• _What is required_
Starting at the line containing "point per instance: white" and ending at the line containing "point per instance: gilt" in the records below, give those lines as a JSON list of strings, one string per line, with blank lines left out.

• _Data to use_
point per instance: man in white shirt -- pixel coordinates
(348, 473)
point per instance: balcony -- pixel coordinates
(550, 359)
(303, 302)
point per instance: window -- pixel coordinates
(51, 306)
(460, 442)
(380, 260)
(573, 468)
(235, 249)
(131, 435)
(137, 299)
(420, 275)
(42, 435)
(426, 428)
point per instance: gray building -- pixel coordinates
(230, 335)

--

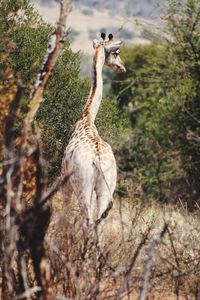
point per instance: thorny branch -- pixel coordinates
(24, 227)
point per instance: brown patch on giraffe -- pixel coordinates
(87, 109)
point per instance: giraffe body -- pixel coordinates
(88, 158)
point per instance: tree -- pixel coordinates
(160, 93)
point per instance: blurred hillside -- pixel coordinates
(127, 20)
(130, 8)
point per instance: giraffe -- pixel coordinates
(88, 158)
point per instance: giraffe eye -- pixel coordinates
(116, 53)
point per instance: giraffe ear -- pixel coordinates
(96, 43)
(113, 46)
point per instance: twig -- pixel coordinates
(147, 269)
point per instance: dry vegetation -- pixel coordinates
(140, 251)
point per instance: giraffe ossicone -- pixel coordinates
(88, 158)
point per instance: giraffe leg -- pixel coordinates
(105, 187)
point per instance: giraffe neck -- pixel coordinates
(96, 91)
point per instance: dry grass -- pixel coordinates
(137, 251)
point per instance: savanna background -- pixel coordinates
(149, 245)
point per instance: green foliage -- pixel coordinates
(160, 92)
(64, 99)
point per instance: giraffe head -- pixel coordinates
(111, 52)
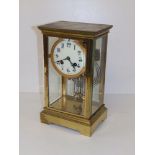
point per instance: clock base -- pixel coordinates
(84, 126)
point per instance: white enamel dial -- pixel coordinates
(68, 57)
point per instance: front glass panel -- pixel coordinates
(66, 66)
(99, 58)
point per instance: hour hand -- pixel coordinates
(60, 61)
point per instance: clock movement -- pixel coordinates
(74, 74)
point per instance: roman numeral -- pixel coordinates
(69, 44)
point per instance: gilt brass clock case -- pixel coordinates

• _Task output_
[
  "point per instance: white enamel dial -- pixel coordinates",
  "(68, 57)",
  "point per instance: front glass panel -- pixel coordinates",
  "(66, 66)",
  "(99, 58)",
  "point per instance: hour hand -- pixel coordinates",
  "(60, 61)",
  "point per instance: clock movement -- pixel coordinates",
  "(74, 74)",
  "point per instance: roman numeral -- pixel coordinates",
  "(69, 44)",
  "point per instance: gilt brass clock case -- pixel coordinates"
]